A simple analogy helps to clarify the distinction between the two competing views of brain function I am presenting here. Consider the role played by musicians in a symphony orchestra. If you had tickets to hear a concert and arrived to find out that just one bassoonist had showed up, you would be rather disappointed at the end of the night: no matter how proficient the musician had been, and how much effort he or she put into the performance, you would not be able to imagine the symphony’s full score—not even if, instead of a bassoonist, the glorious violinist Anne-Sophie Mutter or the electrifying pianist Maria João Pires were onstage. You would only get an appreciation of the entire musical tapestry of the symphony if a significant number of musicians performed together, simultaneously. For the distributionists, when the brain creates a complex message or task using a large number of neurons, it is composing a type of symphony.
A neuronal concerto.
Coding a complex neuronal message or task into a large number of small, individual fragments or actions is similar to the work of an orchestra—each fragment helps to create the meaningful whole, like the million human voices singing “diretas já” that, with its sheer power, dethroned a dictator. This sort of distributed message strategy is often found in nature.
Distributed strategies are present in many aspects of our daily lives. For instance, the production of complex phenotypical traits—how our genetic makeup is expressed in, say, our physical appearance—often relies on the concurrent expression of many genes distributed across an array of chromosomes. Another natural distributed strategy involves multiprotein complexes, which operate within individual cells to perform a variety of functions ranging from DNA translation and repair to the release of chemicals, known as neurotransmitters, by neuronal synapses. Each protein is responsible for one specific subtask and many proteins may interact together to achieve a rather complex operation. For instance, different protein complexes, embedded in the width of the lipid membrane of a single neuron, form a variety of membrane ion channels. Each ion channel works like a tunnel through the membrane. When this tunnel opens, a particular ion (sodium, potassium, chloride, or calcium) can enter or exit the cell. Multiple ion channels cooperate to maintain or alter the electrical membrane potential of a single neuron. A single ion channel cannot regulate this process, just like a single neuron cannot produce a meaningful behavior. Instead, a population of diverse ion channels is needed for neuronal cell membranes to work properly.

[Natural-language descriptions of regions]

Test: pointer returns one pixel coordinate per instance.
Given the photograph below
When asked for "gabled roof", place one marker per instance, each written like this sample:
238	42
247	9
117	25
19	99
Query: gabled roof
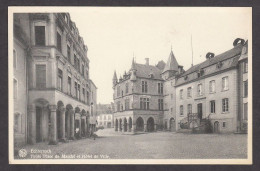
172	64
144	71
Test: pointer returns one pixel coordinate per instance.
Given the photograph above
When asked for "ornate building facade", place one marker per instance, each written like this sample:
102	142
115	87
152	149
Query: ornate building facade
210	95
61	99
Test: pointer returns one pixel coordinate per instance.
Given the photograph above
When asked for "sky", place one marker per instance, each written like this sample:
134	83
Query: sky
114	35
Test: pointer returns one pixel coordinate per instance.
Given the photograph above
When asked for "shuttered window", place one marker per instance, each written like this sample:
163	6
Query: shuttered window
41	76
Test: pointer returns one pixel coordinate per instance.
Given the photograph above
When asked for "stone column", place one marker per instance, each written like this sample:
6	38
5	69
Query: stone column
53	128
145	127
68	124
71	114
32	124
62	123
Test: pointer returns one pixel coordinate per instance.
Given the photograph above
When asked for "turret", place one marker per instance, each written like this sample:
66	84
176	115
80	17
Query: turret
115	79
133	71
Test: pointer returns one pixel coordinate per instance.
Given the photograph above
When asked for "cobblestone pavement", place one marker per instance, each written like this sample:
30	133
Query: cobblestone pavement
157	145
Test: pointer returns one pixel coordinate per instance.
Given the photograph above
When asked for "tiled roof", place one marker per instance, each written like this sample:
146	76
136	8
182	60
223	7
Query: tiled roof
228	54
144	71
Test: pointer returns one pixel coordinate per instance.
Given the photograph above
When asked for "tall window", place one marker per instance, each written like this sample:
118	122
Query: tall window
60	78
246	88
39	35
41	76
245	111
225	105
189	108
200	89
58	41
160	88
144	103
212	86
15	88
181	94
126	88
225	83
144	86
212	106
189	92
160	104
68	53
181	110
245	67
14	59
69	85
127	104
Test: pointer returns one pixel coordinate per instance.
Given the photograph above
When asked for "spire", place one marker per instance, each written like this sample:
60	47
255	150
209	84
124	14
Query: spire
172	64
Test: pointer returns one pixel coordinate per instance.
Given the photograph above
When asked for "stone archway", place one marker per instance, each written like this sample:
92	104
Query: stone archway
139	124
172	125
150	124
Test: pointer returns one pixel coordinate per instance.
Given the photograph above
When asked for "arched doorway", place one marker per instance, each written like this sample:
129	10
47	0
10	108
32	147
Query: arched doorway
125	125
139	124
216	127
130	122
120	124
116	127
150	125
172	125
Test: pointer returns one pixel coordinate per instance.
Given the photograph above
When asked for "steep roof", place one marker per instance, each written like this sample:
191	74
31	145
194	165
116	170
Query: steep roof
144	71
172	64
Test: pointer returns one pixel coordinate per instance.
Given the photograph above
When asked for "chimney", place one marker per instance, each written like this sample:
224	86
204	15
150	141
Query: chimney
147	61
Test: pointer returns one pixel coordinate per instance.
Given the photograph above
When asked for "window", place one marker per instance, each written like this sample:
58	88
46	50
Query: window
160	88
245	111
15	84
225	83
41	76
127	104
144	86
212	86
181	110
118	106
60	79
189	108
200	89
144	103
83	94
58	41
14	59
245	67
189	92
76	89
68	53
212	106
160	104
39	35
126	88
69	85
246	88
225	105
181	94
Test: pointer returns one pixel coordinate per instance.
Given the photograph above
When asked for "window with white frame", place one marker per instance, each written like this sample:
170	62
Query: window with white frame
189	92
225	83
212	86
200	89
225	105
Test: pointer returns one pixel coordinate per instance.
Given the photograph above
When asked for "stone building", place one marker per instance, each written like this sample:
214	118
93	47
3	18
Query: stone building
210	94
138	98
60	95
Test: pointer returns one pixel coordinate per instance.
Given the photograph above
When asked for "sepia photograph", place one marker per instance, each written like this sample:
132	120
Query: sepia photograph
130	85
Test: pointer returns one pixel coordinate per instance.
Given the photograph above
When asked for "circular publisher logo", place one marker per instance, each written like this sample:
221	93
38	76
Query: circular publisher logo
22	153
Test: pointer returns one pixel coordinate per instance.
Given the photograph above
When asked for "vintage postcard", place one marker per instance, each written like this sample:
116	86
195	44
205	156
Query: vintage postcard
130	85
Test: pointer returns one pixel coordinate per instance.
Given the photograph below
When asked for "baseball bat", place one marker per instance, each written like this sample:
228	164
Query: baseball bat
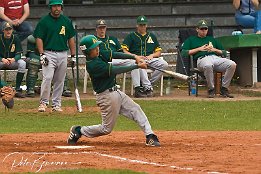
76	92
174	74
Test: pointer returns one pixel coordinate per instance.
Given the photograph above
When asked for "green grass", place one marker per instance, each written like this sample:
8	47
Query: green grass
163	115
94	171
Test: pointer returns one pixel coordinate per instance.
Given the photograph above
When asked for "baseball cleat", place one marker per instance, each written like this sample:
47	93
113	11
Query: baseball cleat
152	140
74	135
224	93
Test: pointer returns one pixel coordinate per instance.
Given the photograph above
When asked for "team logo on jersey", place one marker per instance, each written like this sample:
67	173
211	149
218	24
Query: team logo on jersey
112	42
83	47
94	40
150	40
62	32
13	48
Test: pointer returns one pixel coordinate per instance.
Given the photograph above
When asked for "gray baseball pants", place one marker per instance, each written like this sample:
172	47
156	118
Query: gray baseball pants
212	63
157	63
54	72
112	104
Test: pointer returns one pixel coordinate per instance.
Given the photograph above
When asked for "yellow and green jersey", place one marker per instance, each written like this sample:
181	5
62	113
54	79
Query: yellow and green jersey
55	32
142	45
195	42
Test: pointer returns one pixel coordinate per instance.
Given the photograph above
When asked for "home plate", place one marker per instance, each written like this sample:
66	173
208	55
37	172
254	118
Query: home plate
73	147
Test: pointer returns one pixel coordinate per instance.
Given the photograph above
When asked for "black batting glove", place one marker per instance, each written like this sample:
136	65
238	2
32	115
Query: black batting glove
43	59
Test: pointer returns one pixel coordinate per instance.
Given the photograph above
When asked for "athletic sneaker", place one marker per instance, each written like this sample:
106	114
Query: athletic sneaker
57	109
42	107
74	135
224	93
152	140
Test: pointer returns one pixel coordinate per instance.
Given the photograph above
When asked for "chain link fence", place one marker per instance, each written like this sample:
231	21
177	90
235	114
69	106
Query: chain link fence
166	37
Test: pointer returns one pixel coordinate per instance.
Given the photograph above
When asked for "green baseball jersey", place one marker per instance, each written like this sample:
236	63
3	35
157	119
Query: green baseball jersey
100	72
195	42
55	32
142	45
32	50
109	43
10	47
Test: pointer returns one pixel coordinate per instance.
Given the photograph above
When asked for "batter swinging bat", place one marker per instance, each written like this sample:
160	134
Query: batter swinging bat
76	92
174	74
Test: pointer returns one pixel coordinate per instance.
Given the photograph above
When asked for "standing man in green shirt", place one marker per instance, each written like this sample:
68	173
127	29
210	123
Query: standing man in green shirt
210	56
10	55
110	43
144	43
53	34
33	64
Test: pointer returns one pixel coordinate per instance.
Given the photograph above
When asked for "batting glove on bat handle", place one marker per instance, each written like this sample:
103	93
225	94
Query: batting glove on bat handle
72	61
43	59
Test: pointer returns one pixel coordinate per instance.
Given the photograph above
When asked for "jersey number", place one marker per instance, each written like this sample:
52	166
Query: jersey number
62	30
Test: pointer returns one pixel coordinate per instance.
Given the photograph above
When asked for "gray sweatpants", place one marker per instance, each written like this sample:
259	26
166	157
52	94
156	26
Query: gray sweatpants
54	72
20	65
112	104
212	63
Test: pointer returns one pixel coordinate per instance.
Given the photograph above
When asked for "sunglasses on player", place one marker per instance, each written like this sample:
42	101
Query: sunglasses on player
203	28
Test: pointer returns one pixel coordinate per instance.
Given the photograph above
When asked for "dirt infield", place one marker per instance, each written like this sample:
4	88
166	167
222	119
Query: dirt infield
181	152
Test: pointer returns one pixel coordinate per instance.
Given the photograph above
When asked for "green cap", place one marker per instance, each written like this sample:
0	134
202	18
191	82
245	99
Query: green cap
100	23
89	42
202	24
55	2
142	20
6	25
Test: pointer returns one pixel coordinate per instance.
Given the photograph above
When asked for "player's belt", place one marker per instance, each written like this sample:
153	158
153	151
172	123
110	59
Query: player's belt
56	50
114	88
201	57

→ **Tasks to carry out**:
1) Quote the passage on distributed brain function word for word, starting at "Coding a complex" and ending at "found in nature.".
2) Extend the passage on distributed brain function by writing what comes after its final sentence.
The rows are independent material with no connection to the passage on distributed brain function.

→ **Answer section**:
1)
Coding a complex neuronal message or task into a large number of small, individual fragments or actions is similar to the work of an orchestra—each fragment helps to create the meaningful whole, like the million human voices singing “diretas já” that, with its sheer power, dethroned a dictator. This sort of distributed message strategy is often found in nature.

2)
Distributed strategies work at higher levels, too. For example, African lions usually hunt in packs, particularly when they want to capture large prey, such as a seemingly vulnerable elephant drinking at a water hole. This pack approach ensures that if one of the lions is killed by the elephant, the rest of the pack still have a chance to get that valuable elephant steak tartare by the end of the night. Conversely, some of the most preyed-upon species usually defend themselves from potential predators by gathering into dense groups when they roam in search of food for themselves. Thus, flocks of migratory birds crossing the thin air of the Himalayas, schools of fish navigating the glassy green shallows of the Caribbean, and swarms of capybaras, a South American rodent weighing more than one hundred pounds with menacing front teeth but little else to defend it, each rely on distributed strategies for protection against predators. By increasing the density of the pack of individuals traveling together, they divide the attention of their nemesis and significantly reduce the probability that a given individual will be caught. By doing so, the chance of perpetuating the group as a whole increases—a distributed strategy of risk management.
Does this approach to handling risk sound familiar? When financial managers advise you to diversify your portfolio, spreading your investments across a large number of companies representing multiple sectors of the economy, they are proposing exactly this sort of distributed strategy, without the capybara’s menacing teeth. Even the most influential technology of our time, the Internet, relies on distributed computer grids to fulfill our apparently limitless thirst for information. No single computer controls the flow of bits and bytes across the whole system, and there’s no single cable connecting your computer to Google’s headquarters when you type in a request to find a Web page on a particular subject. Rather, huge numbers of interconnected machines very quickly route your Google search to one of the company’s many computer servers in Mountain View, California. If one of these machines goes bonkers, no problem; the remaining computer network ensures that your query is not lost.
But why do distributed strategies work so well? Why, from proteins to packs of capybaras, does it make sense to rely on large and distributed populations of individual elements? To answer this fundamental question, let’s return to the brain and examine the advantages of such a population-coding scheme for thinking.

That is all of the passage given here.